FRAGMENTO DEL DOCUMENTO:
┄┄┄┄┄┄┄┄┄┄
En cuanto llegué, vi que tenía un vecino que se estaba quedando a lado. Casi muero del infarto, pues se trataba de un alemán que parecía modelo de Calvin Klein. Nos saludamos, comenzamos a platicar y terminamos tomándonos unas chelas, mezcal y fumando un poco de esa cosa verde que parece orégano 😛 Ya entrada la noche, me despedí y me fui directamente al Bang Bang. La fiesta esta vez estuvo como nunca: había mucha gente, todos bailaban, platicaban y me encontré a unos cuates australianos que conocí los primeros días que estuve en Zipolite. Fue una velada magnífica. Me divertí bastante. Las horas siguieron corriendo y era tiempo de partir a mi hotel. Mientras caminaba, no paraba de agradecer a la vida, al destino y al supremo por esta extraordinaria experiencia que me permitió conocer más de mí mismo, vivir una gran aventura y dejar atrás todo lo que ya no me servía para reconstruirme y evolucionar.

Si es que llegaron hasta aquí, quiero agradecerles, queridos lectores por tomarse el tiempo de leer lo que este mortal vivió al decidirse lanzarse a lo desconocido, con ganas de conocer un pedazo más del mundo. En verdad, los invito a que se atrevan a descubrir nuevos horizontes. El aprendizaje y crecimiento más fabuloso viene de un: “me voy”. Y si deciden hacerlo, los invito a conocer estos rincones de Oaxaca. Estoy más que seguro que se la pasarán estupendamente.
┄┄┄┄┄┄┄┄┄┄
REGISTROS:
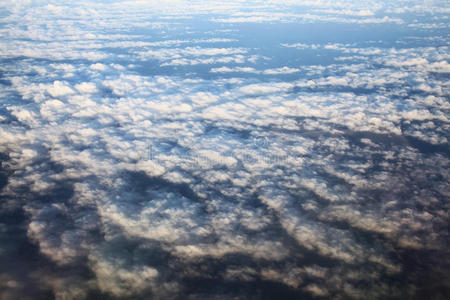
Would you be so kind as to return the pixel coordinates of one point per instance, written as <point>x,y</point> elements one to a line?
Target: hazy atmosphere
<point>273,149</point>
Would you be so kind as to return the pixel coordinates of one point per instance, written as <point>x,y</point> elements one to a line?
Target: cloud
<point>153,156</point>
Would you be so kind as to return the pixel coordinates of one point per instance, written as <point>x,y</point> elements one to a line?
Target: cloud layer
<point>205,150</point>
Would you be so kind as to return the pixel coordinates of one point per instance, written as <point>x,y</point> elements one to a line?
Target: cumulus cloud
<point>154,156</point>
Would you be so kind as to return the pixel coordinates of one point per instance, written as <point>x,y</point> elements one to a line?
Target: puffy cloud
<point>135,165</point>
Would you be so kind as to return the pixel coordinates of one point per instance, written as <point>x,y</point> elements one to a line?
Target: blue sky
┄┄┄┄┄┄┄┄┄┄
INSTRUCCIONES:
- a) Transcribe del relato sobre Zipolite el pasaje que va de "Si es que llegaron" a "la pasarán estupendamente.", ambos incluidos.
- b) Según el relato sobre Zipolite, ¿qué nacionalidad tenía el vecino que se estaba quedando al lado?
- c) Resume el relato sobre Zipolite en dos oraciones.
Apóyate únicamente en el relato sobre Zipolite, sin recurrir al material.

RESPUESTAS DEL EJERCICIO:
- a)
Si es que llegaron hasta aquí, quiero agradecerles, queridos lectores por tomarse el tiempo de leer lo que este mortal vivió al decidirse lanzarse a lo desconocido, con ganas de conocer un pedazo más del mundo. En verdad, los invito a que se atrevan a descubrir nuevos horizontes. El aprendizaje y crecimiento más fabuloso viene de un: “me voy”. Y si deciden hacerlo, los invito a conocer estos rincones de Oaxaca. Estoy más que seguro que se la pasarán estupendamente.

- b) Era alemán.

- c) Tras conocer a un vecino alemán y compartir unas bebidas con él, quien escribe se fue a una fiesta muy animada en el Bang Bang, donde se encontró con unos amigos australianos, y de regreso al hotel agradeció una experiencia que le permitió conocerse más y dejar atrás lo que ya no le servía. Al final, agradece a los lectores y los invita a atreverse a descubrir nuevos horizontes y a conocer estos rincones de Oaxaca.